[Data for this exercise]
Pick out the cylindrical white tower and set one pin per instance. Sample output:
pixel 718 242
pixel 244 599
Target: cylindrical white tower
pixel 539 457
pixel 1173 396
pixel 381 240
[/Data for this exercise]
Go through the listing and print each line exactly as it appears.

▸ Exercise output:
Pick out the cylindrical white tower and set one pin per instance. Sample output:
pixel 718 242
pixel 244 599
Target: cylindrical white tower
pixel 539 457
pixel 1173 396
pixel 381 240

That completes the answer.